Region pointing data

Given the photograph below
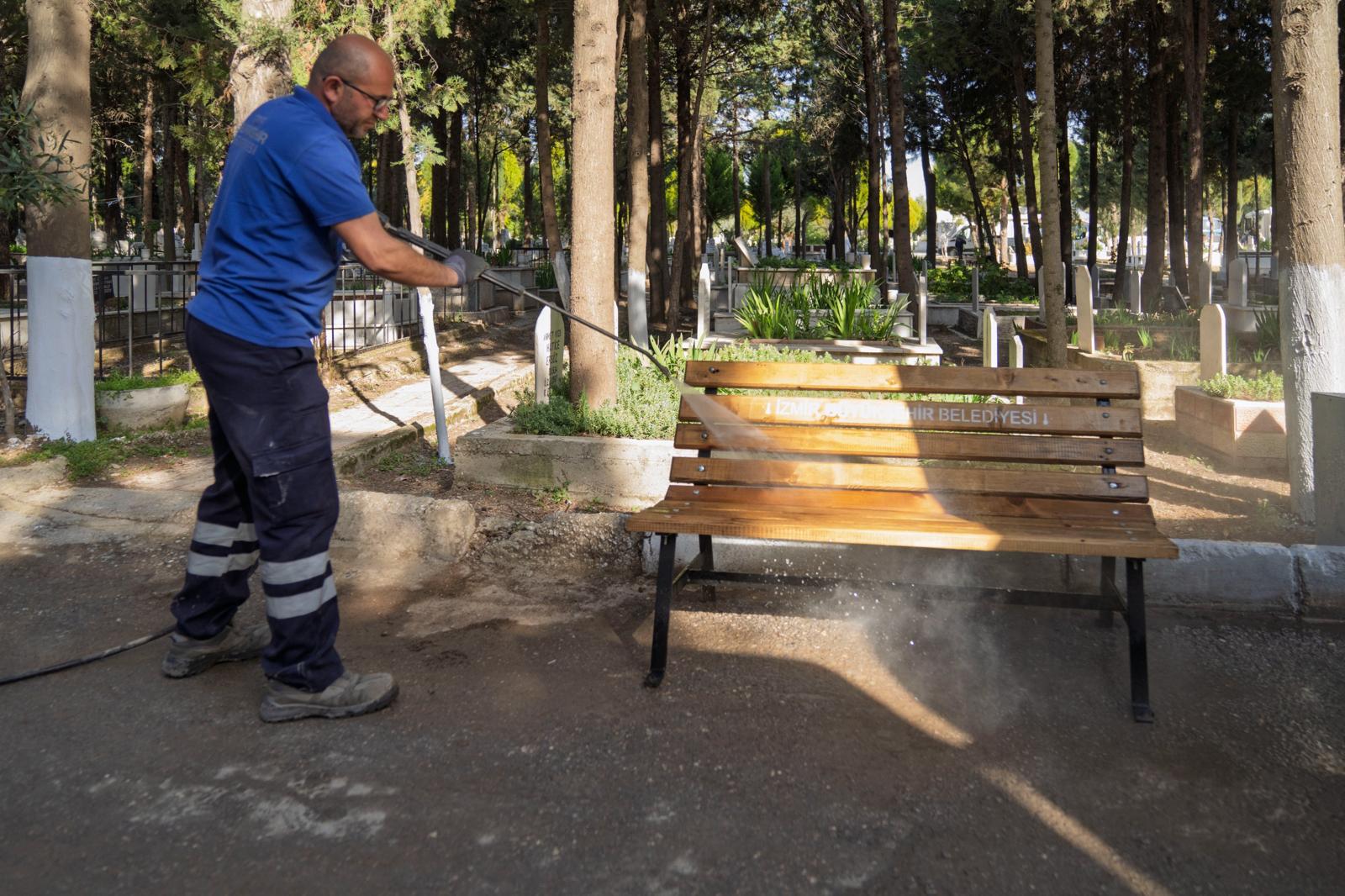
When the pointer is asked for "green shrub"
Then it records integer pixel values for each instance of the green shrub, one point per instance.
(646, 403)
(119, 381)
(1264, 387)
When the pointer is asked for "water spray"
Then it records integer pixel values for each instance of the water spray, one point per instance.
(434, 248)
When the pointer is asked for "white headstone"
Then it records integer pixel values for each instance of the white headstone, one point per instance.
(548, 351)
(636, 308)
(703, 306)
(1237, 282)
(989, 340)
(1084, 308)
(1214, 342)
(746, 253)
(923, 313)
(562, 279)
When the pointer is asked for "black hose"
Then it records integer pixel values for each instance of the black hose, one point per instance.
(91, 658)
(515, 288)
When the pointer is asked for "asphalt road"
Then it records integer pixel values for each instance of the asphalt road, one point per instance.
(800, 744)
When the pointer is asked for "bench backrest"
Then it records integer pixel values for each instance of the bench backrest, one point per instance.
(811, 437)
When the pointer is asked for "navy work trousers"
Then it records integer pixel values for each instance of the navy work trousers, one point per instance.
(273, 503)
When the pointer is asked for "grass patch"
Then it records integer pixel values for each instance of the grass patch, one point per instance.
(119, 381)
(93, 458)
(1264, 387)
(647, 403)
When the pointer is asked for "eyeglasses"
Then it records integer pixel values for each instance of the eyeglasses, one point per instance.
(381, 104)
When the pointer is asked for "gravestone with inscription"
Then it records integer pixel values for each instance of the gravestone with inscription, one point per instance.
(1214, 342)
(703, 306)
(1237, 282)
(548, 351)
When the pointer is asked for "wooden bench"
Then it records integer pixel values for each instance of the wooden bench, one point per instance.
(818, 468)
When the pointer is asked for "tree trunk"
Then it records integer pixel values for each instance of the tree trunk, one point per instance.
(1052, 287)
(638, 155)
(1029, 178)
(737, 190)
(1196, 44)
(147, 170)
(439, 183)
(1010, 170)
(873, 116)
(260, 67)
(1230, 246)
(61, 347)
(1127, 161)
(592, 298)
(544, 128)
(168, 172)
(1311, 256)
(1093, 190)
(898, 132)
(1067, 206)
(1176, 195)
(1157, 186)
(455, 179)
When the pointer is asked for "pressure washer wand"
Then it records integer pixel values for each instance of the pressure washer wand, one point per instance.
(518, 289)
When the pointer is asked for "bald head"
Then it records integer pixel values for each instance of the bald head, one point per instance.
(354, 80)
(350, 57)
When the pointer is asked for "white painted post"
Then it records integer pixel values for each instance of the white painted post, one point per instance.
(1084, 308)
(1214, 342)
(1237, 282)
(989, 340)
(548, 351)
(923, 313)
(636, 309)
(562, 279)
(703, 306)
(436, 387)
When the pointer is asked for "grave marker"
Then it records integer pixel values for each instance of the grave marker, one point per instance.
(923, 313)
(548, 351)
(703, 306)
(989, 340)
(1237, 282)
(1214, 342)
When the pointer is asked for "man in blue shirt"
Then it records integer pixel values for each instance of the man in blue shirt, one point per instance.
(291, 199)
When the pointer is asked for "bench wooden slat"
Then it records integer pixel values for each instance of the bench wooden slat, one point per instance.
(1040, 483)
(915, 414)
(981, 381)
(936, 445)
(921, 505)
(878, 528)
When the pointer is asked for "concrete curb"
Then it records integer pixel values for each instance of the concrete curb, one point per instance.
(1304, 580)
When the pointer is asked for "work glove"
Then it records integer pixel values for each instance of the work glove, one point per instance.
(467, 266)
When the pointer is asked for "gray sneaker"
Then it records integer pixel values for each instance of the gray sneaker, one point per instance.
(351, 694)
(190, 656)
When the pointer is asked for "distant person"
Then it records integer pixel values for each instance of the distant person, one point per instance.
(291, 199)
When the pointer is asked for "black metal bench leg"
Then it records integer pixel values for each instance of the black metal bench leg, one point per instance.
(1138, 649)
(662, 613)
(1107, 588)
(708, 566)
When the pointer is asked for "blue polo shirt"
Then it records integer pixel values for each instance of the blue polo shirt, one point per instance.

■ Try it
Copy each entry exactly as written. Images should not appear in the copy.

■ Finished exercise
Given the photograph below
When the pointer is asked for "green shrub"
Then it records integer pixel values for each instance of the green shrub, one point per instance.
(646, 403)
(119, 381)
(1264, 387)
When the pointer is asked for "water spray"
Then it records integer pixel values for each instance of the water spray, one point per instance.
(434, 248)
When the pointer is asked for "white headstone"
Then it records integer pixel values for each instance of the white headstone, one point per instance.
(548, 351)
(636, 308)
(703, 306)
(1237, 282)
(989, 340)
(1084, 308)
(1214, 342)
(746, 253)
(923, 313)
(562, 279)
When the pointer is asked for "black hose"
Then it records integer pixel values for each instance of the black hose, one point per instance.
(91, 658)
(515, 288)
When the pointer is asked for "asphalt road"
Then it records integer pixel values for each instance of the asphalt road, one point per instance.
(800, 744)
When the pointer is asked for "bench backrest"
Then it records integer pixel values for each instance of the bench backrest, one point per instance.
(811, 437)
When the pointer is asked for "navy work trousers"
Then it records integer pixel values for each instance of the navy work trousers, one point per instance.
(273, 503)
When the pointer is asked for "grass patch"
Then it records integer pixel values for each instance of the grass patch, one point per instance.
(119, 381)
(93, 458)
(1264, 387)
(647, 403)
When the pointer is asked for "eyeglasses"
Then it records integer pixel values for each instance of the eyeglasses, one point per instance.
(381, 104)
When the pointer is asked for "gravestone with inscription"
Then it records integer pixel values for each instance of the gravestone with inscription, one point per instance.
(1214, 342)
(703, 306)
(1237, 282)
(548, 351)
When the pointer is asked for "wooden bench"
Then it records integer pixel values for each instance of the wooden bench, one point per instance.
(818, 468)
When the pointer is asked for "tree trunk"
Then it records integer pixel values for each instance of the tree trunk, one point per instance.
(1052, 287)
(638, 155)
(1029, 178)
(737, 190)
(1196, 44)
(147, 170)
(439, 183)
(1010, 170)
(873, 116)
(260, 67)
(1230, 246)
(61, 347)
(1127, 161)
(592, 298)
(544, 128)
(168, 172)
(1311, 256)
(1093, 190)
(898, 132)
(1067, 206)
(1176, 195)
(1157, 186)
(455, 179)
When the pointer is asked for "pressure washer wand"
Then it records integer pixel values for each instance of the pressure washer wand, one point per instance.
(518, 289)
When the pointer is asked for "bald head"
Then it records integer pixel values for each instance of the bald head, one point per instance.
(354, 80)
(350, 57)
When the pointer is asked for "white painted post"
Then it records integer pixel values for each instance of the white painted post, one point per instance.
(1084, 308)
(1214, 342)
(1237, 282)
(989, 340)
(548, 351)
(923, 313)
(636, 309)
(562, 279)
(703, 306)
(436, 387)
When the pointer is asked for "grave marker"
Then it records integer pixel values for each instance of the grave marker, one point per instance.
(923, 313)
(548, 351)
(703, 306)
(989, 340)
(1237, 282)
(1214, 342)
When the pointer is asked for "man in blue shirt"
Then it records integer pixel values for each instance of the man in blue shirt, one point per instance.
(291, 199)
When the pointer is asked for "bench wooden slat"
Then it records integer pixel values for each instance of the bench wooden slat, one point per instance.
(1040, 483)
(915, 414)
(981, 381)
(936, 445)
(921, 505)
(878, 528)
When the pointer is asked for "concrete curb"
Then it records integer pixel values for each instance of the concrete curb, one point per instance.
(1304, 580)
When the pointer is asked for "work glove"
Then it records integer pixel values for each instance of the work glove, one point per instance.
(467, 266)
When the pointer is asked for "gray sneaker"
Then it records integer pixel values for each instance of the gray sneaker, one point per instance.
(351, 694)
(190, 656)
When the pointer is asked for "distant person"
Then it records integer pixel values for each instance of the distant person, one point per instance.
(291, 199)
When the pointer is asked for "black metal bench leg"
Then it records integer pixel values for each instance of the black metal bench leg, one point per instance.
(1138, 649)
(662, 613)
(1107, 588)
(708, 566)
When the pointer is asked for "blue polo shirt"
Then it records integer pixel values for each instance of the blue polo shirt, one point per instance.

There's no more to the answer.